_Work to do_
Quote the listing below in its entirety, omitting every image.

(Data entries)
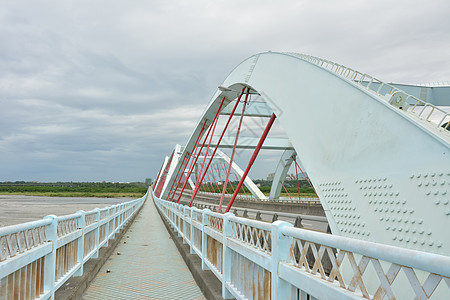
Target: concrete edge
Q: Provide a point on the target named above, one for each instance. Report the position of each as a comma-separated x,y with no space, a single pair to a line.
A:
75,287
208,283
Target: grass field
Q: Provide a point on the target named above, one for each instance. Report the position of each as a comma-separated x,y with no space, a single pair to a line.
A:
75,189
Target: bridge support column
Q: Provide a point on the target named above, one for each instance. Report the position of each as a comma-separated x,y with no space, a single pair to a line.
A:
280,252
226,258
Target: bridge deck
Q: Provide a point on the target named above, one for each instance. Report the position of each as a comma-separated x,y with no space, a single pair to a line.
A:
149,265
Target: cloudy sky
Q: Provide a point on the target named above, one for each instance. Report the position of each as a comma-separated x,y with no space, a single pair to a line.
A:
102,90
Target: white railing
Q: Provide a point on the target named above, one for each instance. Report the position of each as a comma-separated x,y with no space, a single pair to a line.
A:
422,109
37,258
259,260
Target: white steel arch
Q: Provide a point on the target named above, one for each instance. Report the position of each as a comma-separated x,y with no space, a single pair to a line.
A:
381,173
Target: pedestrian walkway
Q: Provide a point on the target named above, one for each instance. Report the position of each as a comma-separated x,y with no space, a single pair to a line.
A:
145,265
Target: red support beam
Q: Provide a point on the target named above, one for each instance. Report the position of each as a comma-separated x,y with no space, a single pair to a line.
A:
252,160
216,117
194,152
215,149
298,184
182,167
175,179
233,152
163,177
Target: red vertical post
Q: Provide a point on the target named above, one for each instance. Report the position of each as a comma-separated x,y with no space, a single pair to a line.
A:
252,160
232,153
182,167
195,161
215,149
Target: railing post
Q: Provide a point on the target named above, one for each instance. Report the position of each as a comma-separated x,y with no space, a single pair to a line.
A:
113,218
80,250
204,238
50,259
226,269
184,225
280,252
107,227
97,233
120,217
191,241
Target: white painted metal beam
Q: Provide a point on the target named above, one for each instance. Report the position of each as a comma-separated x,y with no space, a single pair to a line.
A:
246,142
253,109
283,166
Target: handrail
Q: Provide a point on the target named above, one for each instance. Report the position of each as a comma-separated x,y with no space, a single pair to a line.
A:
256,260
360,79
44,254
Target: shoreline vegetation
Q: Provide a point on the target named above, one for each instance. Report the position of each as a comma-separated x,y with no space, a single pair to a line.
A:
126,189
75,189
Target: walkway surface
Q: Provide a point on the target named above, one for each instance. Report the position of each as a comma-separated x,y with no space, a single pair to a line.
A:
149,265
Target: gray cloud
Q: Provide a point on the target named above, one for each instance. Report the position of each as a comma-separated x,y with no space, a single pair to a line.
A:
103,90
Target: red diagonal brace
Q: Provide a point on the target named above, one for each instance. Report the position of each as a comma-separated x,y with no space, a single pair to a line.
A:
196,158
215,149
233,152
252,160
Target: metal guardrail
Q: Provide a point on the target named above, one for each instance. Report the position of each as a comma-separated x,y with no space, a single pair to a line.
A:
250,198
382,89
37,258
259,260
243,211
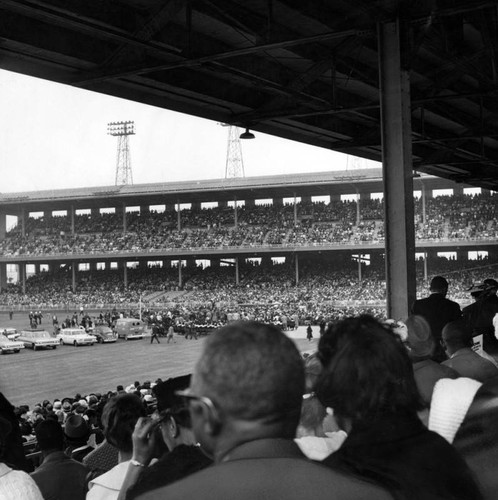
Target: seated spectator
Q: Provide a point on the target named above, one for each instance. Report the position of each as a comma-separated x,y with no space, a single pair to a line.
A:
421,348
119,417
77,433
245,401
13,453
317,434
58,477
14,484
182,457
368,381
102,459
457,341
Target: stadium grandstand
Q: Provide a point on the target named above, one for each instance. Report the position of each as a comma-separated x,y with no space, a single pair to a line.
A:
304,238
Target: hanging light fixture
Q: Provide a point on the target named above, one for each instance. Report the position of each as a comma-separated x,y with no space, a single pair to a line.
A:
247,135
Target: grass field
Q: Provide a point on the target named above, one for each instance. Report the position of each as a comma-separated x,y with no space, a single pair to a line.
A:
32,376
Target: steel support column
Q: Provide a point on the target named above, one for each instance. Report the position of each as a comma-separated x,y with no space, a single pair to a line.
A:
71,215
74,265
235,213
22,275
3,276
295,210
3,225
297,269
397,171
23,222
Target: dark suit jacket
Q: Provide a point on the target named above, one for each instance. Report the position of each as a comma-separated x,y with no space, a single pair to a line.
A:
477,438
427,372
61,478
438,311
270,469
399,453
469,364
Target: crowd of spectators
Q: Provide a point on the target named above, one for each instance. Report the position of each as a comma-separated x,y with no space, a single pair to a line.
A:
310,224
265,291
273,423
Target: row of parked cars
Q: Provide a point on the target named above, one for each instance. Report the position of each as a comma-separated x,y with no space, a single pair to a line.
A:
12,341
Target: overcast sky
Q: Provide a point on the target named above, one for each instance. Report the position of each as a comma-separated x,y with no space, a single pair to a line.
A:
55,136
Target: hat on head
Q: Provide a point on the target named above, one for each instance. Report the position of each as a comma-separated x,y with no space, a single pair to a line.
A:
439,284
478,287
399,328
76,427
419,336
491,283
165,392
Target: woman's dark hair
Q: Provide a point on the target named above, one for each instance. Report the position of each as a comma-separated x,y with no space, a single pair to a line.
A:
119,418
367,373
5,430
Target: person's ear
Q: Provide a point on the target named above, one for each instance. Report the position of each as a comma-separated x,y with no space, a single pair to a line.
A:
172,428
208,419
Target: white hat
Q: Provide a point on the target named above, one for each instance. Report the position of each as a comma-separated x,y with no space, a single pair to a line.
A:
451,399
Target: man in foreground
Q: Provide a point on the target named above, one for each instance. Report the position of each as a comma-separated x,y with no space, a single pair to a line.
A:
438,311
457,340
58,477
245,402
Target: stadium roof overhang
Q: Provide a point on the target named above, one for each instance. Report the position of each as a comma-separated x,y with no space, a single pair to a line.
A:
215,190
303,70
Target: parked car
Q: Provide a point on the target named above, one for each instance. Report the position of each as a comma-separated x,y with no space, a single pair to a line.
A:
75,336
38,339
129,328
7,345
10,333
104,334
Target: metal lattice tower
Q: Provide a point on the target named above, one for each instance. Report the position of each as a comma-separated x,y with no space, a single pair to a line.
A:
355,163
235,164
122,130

_Task result_
Target: concrete edge
Q: Provide a point on the target named above, one for each instance. Report the position of each as a comma-separated x,y with no space, a single pair to a line.
A:
75,287
208,283
Target: grass field
Q: Provide a point on the target named above, one for each instance. Report the position of each as a comma-separated x,y with no space, a single pair to a line.
A:
75,189
Target: bridge support column
Q: Provide a point on the target named above, one for each instance. Report the position of each as a comma-separated x,y with no space, a single pair to a line.
A:
280,252
226,258
Target: bridge deck
Q: Provide a point on the target named above, one for each instance. Report the position of each as a comma-separated x,y with no space, a single pair to a line.
A:
149,265
Target: cloudy sky
Q: Provide a point on the target named above, one for each instance. Report the position of each as a comma-separated x,y with no space, a single pair to a line.
A:
102,90
Target: white railing
Q: Provide a point on the target named above, one for each instance. Report the position of each as a comma-separated x,y with no space, a single pair to a line.
A:
422,109
37,258
259,260
Target: white steel arch
Q: Provide a point on the target named above, one for each instance. Report the position of each as a comma-separated x,y with no space, a single pair to a line.
A:
381,173
Target: pedestrian walkway
Q: Provide a point on the target named above, one for each instance. Report the position of each as a comma-separated x,y with no space, a single pair to a line.
A:
145,265
Target: red support beam
Q: Provide a point on the target named above, one for each instance. Report the position of each as a comma-separated x,y with no space, a single pair to a line.
A:
252,160
216,117
194,152
215,149
298,184
182,167
175,179
233,152
163,177
Target: red vertical post
Q: Provide a point on the target named above, one for each instance. Report the position of each as a comma-separated x,y with no space, a single pair to a line.
A:
252,160
232,153
182,167
195,161
215,149
Target: railing post
Q: Provide a point on the target named above, one for each instance. Report the position of each as a comma-separated x,y with no space, a single pair to a line.
A:
113,218
80,250
204,238
50,259
226,269
184,225
280,252
107,227
97,233
120,217
191,241
Target: white painted metal beam
Q: Provide a point on the target named above, one for each instance. Report the position of each as a comma-separated x,y with no space, a single pair to a line.
A:
246,142
253,109
283,166
Target: handrail
Q: Provide a point on the target named above, one for each instance. Report the position of each as a comma-separated x,y with no space, a single pair to a line.
A:
256,260
360,79
44,254
Target: shoreline vegetation
Q: Provide a point on the target named above, one for each instance. Report the position of each as a comma-separated x,y with no space, a single pair to a line.
A:
126,189
75,189
Target: walkway surface
Q: Provide a point on the target named above, one for each instance. Report the position of each as a comma-separated x,y with no space, a single pair to a line.
A:
149,265
Target: gray cloud
Q: Provide a point on the target named above, one for each instance. Report the position of each as a comma-separated x,y with no space, a single pair to a line.
A:
103,90
Target: red diagonal brace
Q: Provide a point on the target named above, one for each instance. Report the position of each as a comma-separated x,y with no space, a single pair to a line.
A:
196,158
215,149
233,152
252,160
Target: metal guardrail
Q: Provide a point on the target named above, one for each instance. Report the position of each as a comma-separated x,y with no space, a single pair to a line.
A:
250,198
382,89
37,258
259,260
243,211
Target: seated spectator
Q: Provide a point on the target named above, one for each instance. Report the position of each as a comma-separated x,y with no space, a single pair to a line.
A:
421,348
119,417
77,433
245,401
13,453
317,434
58,477
14,484
182,457
368,381
102,459
457,341
Target: stadium grandstand
Q: Provide a point on the target named above, one for each instance. Report the position of each as a comma-separated x,y with no space, a single pair to a line.
A:
304,238
Target: hanging light fixture
Q: Provide a point on the target named above, one for each instance. Report the position of each as a comma-separated x,y with no space, a single pair to a line.
A:
247,135
Target: grass field
Q: Provide a point on the target named above, one for each instance. Report the position of each as a comma-separated x,y with no space, a single pair to a line.
A:
32,376
Target: steel support column
Q: Provide a point on the target named above, one for each instance. Report the position of each as a comma-separated x,y with no space, a single pair to a line.
A:
71,215
74,265
235,213
22,275
3,276
295,210
3,225
297,269
397,171
23,222
Target: dark suit jacket
Q: Provide a point on the target named above, one for each instance. Report the position of each as a comma-separated x,y with no space, a single pair to a line.
A:
477,438
427,372
61,478
438,311
270,469
399,453
469,364
Target: crowd of spectators
Q: Provide a point on the target named above, one for each instance. Report the position of each as a comma-separated x,y with no space, a single pair to a line.
A:
310,224
265,291
273,423
Target: row of parked cars
Q: Provide a point on the target named above, one for each instance. Report the position of each as a comma-separated x,y with no space, a single pair to a line.
A:
12,341
Target: overcast sky
Q: Provide a point on the target named above, one for each instance. Report the position of each as a comma-separated x,y with no space, a single pair to a line.
A:
55,136
Target: hat on head
Q: Provide a point on the target named above, one for each instance. Report the position of each as a comma-separated x,y with no space, a single pair to a line.
A:
439,284
478,287
399,328
76,427
419,336
491,283
165,392
Target: woman's dark hair
Q: Provide a point on the target named above, one for each instance. Report the position of each as a comma-separated x,y with no space, a single pair to a line.
A:
119,418
367,373
5,430
Target: person's ear
Q: Provide a point on the target named above, one for each instance. Report the position of each as a comma-separated x,y with no space, a single pair to a line.
A:
172,428
208,419
Target: white hat
Q: Provide a point on the target named above, one for each instance. Report the position of each as a comma-separated x,y with no space, a single pair to a line.
A:
451,399
Target: man in foreground
Q: Provide a point on the target named above, one for each instance. Report the position of each as a comma-separated x,y with no space, a single pair to a line.
A:
438,311
457,340
58,477
245,402
Target: stadium roof overhang
Q: Provide a point on the target named above, one for each instance. Report the position of each as a comma-separated x,y with no space, a single pair to a line.
A:
215,190
303,70
Target: parked car
Q: Provide a point on the target named above, one for each instance. Report the position of each as a comma-separated x,y with no space, a single pair to a line.
A:
75,336
38,339
129,328
7,345
10,333
104,334
Target: metal lattice tower
Q: Provide a point on the target named above, one for each instance. Report the position of each as a comma-separated x,y with no space, a single pair to a line.
A:
355,163
235,164
122,130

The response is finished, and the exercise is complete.